Please report every line of the records below that contains the string "sliced", copying each line in full.
========================================
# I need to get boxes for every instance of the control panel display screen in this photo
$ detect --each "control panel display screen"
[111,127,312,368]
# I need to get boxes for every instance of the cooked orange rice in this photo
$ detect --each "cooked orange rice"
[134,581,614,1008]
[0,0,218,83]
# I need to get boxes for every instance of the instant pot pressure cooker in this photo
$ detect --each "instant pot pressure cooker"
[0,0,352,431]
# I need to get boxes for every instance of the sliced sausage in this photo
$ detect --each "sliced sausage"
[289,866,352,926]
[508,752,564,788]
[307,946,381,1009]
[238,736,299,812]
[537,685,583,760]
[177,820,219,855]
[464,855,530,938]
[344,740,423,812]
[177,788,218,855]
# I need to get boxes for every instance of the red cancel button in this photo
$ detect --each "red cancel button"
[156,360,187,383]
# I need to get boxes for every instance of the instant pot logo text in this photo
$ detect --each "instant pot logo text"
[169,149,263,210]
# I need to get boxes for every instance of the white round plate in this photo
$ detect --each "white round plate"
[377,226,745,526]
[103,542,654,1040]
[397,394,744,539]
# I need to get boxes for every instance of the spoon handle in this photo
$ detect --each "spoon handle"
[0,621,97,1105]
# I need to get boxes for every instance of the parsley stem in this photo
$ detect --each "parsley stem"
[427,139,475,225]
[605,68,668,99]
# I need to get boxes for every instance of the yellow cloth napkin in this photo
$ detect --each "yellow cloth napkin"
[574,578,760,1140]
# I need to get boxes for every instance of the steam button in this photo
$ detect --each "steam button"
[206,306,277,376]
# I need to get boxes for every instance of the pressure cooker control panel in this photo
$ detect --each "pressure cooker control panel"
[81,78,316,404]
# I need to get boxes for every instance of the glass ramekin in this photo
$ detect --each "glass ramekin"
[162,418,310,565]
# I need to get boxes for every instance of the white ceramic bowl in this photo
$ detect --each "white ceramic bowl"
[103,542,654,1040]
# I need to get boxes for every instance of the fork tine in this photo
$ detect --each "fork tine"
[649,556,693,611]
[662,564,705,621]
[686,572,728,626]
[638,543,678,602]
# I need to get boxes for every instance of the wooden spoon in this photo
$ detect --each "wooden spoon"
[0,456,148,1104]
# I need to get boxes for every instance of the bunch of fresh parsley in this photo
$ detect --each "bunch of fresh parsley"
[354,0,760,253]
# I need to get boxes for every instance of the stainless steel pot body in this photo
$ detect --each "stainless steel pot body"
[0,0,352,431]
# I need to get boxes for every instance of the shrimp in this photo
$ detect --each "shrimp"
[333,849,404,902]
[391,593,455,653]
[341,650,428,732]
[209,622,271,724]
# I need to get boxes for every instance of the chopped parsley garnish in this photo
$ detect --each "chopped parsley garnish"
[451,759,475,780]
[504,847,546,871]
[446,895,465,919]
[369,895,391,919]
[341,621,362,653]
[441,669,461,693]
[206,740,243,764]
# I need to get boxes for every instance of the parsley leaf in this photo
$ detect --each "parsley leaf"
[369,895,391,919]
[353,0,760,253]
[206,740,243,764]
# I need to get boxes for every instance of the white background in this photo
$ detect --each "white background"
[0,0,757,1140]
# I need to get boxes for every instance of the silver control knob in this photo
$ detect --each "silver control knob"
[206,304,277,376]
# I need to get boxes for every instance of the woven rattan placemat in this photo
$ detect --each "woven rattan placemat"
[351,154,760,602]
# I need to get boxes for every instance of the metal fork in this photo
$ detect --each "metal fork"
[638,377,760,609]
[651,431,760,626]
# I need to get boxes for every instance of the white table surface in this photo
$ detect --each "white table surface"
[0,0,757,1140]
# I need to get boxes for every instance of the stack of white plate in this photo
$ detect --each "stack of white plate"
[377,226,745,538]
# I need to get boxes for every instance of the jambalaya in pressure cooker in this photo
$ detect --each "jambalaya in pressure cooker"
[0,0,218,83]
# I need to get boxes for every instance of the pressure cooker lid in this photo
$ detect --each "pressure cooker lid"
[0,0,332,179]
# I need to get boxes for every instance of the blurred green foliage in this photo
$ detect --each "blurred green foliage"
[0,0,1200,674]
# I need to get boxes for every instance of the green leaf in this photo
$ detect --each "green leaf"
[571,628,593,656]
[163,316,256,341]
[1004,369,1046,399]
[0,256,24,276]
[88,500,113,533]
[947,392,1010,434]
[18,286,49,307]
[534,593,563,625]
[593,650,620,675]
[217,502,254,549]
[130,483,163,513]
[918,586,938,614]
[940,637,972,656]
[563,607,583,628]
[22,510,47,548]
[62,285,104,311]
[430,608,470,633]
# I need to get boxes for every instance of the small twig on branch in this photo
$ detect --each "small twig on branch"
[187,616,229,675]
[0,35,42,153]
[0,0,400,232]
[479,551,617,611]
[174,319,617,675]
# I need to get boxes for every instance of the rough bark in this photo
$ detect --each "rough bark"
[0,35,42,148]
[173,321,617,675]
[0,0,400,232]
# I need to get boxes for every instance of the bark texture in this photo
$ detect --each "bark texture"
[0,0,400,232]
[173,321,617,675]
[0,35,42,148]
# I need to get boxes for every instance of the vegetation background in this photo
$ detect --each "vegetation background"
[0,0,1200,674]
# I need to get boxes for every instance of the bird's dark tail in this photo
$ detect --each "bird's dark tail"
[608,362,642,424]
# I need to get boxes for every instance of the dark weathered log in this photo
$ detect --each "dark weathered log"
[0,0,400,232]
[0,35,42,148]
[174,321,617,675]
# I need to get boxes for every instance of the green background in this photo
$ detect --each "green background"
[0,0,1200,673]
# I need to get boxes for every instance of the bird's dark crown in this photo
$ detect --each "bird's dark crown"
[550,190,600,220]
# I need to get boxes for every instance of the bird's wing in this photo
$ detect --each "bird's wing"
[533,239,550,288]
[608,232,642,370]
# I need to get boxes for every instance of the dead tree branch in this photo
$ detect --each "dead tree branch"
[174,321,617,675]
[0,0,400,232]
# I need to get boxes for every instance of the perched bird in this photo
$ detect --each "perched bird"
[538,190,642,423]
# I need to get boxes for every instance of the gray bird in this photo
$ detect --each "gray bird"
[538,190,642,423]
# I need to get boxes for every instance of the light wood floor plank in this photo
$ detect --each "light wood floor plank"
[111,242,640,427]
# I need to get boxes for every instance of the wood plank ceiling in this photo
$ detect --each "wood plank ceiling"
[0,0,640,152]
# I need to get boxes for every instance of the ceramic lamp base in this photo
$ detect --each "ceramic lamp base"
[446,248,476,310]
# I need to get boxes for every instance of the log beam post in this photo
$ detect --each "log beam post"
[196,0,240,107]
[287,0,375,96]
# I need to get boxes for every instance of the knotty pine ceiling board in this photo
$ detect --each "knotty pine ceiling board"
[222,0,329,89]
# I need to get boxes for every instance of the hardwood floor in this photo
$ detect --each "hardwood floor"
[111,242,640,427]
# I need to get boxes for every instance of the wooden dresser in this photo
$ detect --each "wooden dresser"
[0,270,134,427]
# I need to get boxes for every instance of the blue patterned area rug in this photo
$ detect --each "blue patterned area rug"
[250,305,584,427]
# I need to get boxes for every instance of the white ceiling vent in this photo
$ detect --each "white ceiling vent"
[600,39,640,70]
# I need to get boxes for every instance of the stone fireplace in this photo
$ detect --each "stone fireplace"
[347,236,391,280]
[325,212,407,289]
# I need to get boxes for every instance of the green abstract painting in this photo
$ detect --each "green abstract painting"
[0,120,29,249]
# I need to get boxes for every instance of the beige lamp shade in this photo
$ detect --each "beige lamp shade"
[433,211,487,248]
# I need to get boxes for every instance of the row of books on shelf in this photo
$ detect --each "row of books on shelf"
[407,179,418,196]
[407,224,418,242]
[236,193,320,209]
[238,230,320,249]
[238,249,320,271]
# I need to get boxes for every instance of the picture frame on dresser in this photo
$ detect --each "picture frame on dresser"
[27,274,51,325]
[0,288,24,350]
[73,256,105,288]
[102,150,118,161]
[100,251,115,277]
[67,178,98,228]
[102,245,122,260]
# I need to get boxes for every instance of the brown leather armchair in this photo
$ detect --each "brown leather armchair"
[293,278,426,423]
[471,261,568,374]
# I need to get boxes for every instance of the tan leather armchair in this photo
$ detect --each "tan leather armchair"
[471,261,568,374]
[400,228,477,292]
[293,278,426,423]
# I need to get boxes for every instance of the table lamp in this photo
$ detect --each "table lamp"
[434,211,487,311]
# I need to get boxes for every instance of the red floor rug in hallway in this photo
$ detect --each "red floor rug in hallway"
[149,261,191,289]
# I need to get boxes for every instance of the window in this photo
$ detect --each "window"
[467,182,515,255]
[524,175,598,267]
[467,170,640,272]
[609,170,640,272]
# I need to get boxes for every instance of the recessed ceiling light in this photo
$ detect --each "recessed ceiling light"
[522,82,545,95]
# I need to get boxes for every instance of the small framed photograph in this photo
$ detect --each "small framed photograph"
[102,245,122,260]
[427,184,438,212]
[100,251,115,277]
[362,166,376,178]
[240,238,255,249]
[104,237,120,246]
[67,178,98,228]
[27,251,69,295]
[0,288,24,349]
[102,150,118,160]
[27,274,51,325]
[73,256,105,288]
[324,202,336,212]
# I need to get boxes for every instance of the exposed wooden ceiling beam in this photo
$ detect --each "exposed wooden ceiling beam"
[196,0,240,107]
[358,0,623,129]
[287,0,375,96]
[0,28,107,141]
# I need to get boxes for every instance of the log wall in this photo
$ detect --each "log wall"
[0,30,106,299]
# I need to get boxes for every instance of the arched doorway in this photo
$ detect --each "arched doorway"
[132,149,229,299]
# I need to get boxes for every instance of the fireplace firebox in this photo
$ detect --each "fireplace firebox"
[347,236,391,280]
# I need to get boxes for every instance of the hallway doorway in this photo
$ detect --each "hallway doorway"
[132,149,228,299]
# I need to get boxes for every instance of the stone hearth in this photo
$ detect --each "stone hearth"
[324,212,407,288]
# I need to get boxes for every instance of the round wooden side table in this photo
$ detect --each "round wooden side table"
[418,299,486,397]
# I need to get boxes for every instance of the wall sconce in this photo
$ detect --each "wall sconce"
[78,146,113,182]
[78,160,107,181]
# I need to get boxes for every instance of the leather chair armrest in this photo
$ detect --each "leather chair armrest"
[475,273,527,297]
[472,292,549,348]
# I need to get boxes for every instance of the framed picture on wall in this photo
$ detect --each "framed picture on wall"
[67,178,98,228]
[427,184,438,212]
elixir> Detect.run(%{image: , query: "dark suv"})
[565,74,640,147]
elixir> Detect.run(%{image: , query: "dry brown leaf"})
========================================
FULL SOLUTION:
# I need to get boxes for every instance of the sliced sausage in this photo
$ detect --each "sliced sausage"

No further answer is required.